[Start of section]
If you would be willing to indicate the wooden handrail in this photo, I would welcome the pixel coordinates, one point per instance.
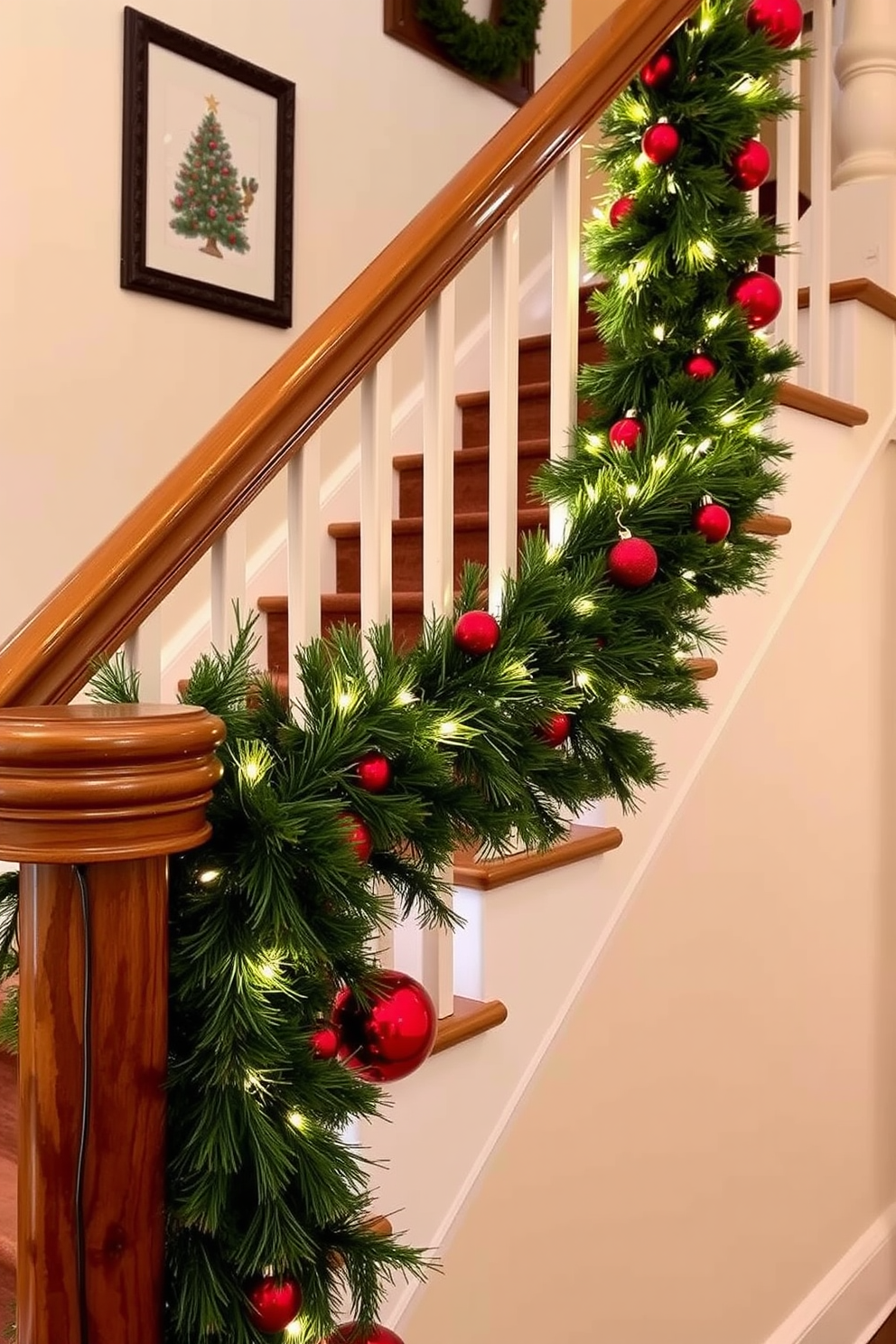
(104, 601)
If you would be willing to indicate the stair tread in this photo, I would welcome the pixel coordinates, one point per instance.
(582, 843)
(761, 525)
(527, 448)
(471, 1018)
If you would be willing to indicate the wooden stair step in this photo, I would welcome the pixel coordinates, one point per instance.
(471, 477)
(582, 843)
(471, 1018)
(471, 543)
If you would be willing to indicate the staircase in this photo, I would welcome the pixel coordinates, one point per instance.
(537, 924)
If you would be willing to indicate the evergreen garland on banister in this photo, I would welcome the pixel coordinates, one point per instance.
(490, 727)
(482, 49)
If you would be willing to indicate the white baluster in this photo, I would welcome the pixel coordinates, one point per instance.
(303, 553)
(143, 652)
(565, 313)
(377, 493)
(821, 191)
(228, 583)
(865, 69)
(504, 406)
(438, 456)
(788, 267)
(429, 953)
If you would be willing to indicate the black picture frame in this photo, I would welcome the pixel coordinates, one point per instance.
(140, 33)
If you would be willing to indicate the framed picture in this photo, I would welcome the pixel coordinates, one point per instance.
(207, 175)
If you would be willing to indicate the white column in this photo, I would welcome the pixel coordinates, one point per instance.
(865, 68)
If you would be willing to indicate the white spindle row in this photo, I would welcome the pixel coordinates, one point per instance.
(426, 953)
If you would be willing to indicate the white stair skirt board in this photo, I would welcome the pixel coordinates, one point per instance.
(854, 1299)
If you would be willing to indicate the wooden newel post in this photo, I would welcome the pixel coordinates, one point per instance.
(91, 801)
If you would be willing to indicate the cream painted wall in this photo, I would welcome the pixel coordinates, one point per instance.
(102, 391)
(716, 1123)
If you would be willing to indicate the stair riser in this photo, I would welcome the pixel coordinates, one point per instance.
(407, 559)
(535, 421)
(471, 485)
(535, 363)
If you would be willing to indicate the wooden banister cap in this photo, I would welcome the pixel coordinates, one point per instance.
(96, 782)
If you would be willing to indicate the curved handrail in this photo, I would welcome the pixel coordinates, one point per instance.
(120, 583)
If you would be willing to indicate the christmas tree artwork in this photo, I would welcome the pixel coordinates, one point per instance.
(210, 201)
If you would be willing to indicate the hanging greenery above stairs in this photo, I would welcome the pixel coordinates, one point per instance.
[End of section]
## Exercise brief:
Line by line, give the material above again exactly, but without any pictures.

## Solution below:
If you would be willing to indicate the wooden handrail in this photo, I would welcome the pixel coordinates, one point per instance.
(104, 601)
If you would be willing to indicate the stair tread in this photo, I would welcome the pixel coordinates, one point per instance.
(582, 843)
(761, 525)
(527, 448)
(471, 1018)
If you would be willing to indicate the wooden stair step in this photo, I would welcome the pixel coordinates, one point per instance.
(471, 477)
(582, 843)
(471, 1018)
(471, 543)
If you would be willing to indicate the staircase in this photo, I would welcome the pixel coordinates, one point per instance.
(537, 924)
If you would be willing to indicate the evergreen garland on banister in this photo, I would welcome the pixel coordinates, one point per instance.
(490, 727)
(482, 49)
If you would be willing to indicate the white baluster in this photo, I would welcome the pixel coordinates, one point per instance.
(303, 553)
(143, 652)
(565, 313)
(377, 493)
(821, 191)
(228, 583)
(865, 69)
(504, 406)
(438, 456)
(788, 267)
(429, 953)
If you would be willing to indicate the black picture frame in this photo, I would welcome the pixel coordinates, one point per instance.
(140, 33)
If you would be willing to indicate the framed picture in this photo, I would welcome the pixel coordinates, one point per instance.
(207, 175)
If you would be willing to indicate the white column in this photo, I would welcome the pixel coordinates, one point per instance.
(865, 68)
If you would be willing to indicate the white spindle row in this photo, I would welcome the pixel coordinates, one point per instance.
(426, 953)
If you would be willing to indicate the white stair skirt board in this photo, I would welcome the pixel coordinates, one point per instance.
(854, 1299)
If you would be willing to indicate the wooden newel post in this photo, I would welcome the pixel coordinates, one point per instance.
(91, 801)
If you would be willing to indicate the cream painted wall in this photo, I would welcome the pixel coordinates, one point per instance.
(102, 391)
(716, 1123)
If you would be willing to indicate the stair riser in this photo, I would welcome the pixel coordinates, one point per instance.
(407, 559)
(535, 421)
(471, 485)
(535, 363)
If you would be willing to indicate the wooden banister cap in this photo, I would welcome the pixel coordinates, one point per instance.
(96, 782)
If you would be willing to indicate the curved handrail in this photo, I would welcome the pixel coordinates, one point per instance.
(120, 583)
If you would be willing to indicate the christmas tree artwork in this photo, I would welcome the pixel coordinates, one point per instance.
(210, 201)
If you would be willing to indicate the hanging greenery above stairs in this photo, I would welcome the pixel coordinates, one point per instance.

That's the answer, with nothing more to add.